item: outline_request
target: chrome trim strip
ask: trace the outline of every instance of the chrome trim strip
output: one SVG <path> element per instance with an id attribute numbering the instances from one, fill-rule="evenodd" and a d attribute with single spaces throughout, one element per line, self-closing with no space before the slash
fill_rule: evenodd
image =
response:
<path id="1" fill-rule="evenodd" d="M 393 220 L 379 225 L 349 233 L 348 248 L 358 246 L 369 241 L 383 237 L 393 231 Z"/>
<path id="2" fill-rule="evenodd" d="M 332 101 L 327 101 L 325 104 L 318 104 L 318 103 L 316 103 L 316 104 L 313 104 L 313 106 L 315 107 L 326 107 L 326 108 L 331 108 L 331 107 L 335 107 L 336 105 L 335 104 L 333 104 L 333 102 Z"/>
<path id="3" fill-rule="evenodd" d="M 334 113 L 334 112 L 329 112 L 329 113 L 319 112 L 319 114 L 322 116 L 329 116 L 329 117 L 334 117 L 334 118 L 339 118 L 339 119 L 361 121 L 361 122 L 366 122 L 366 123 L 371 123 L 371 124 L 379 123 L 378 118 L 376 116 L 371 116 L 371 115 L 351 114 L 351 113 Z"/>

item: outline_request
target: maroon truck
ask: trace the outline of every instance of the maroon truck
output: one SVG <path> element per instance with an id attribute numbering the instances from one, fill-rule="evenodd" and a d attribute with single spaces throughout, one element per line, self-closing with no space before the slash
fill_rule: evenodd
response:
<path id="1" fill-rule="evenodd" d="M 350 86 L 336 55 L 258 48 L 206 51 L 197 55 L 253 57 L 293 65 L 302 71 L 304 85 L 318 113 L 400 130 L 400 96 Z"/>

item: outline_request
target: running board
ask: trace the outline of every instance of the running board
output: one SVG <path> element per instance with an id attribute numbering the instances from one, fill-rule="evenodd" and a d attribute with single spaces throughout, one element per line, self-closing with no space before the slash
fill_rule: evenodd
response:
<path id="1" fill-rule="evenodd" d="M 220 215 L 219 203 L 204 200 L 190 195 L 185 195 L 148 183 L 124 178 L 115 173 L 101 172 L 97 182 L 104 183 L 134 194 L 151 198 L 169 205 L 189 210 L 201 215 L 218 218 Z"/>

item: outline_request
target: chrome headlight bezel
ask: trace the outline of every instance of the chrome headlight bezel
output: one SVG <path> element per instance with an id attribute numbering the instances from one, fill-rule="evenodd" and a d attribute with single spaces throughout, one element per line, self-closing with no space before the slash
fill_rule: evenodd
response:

-.-.-

● TASK INSTRUCTIONS
Where a line in the entries holds the word "chrome", copy that line.

● RESPONSE TO THE TASK
target: chrome trim strip
ask: trace the outline of every instance of the chrome trim strip
target: chrome headlight bezel
ask: trace the outline of every instance of the chrome headlight bezel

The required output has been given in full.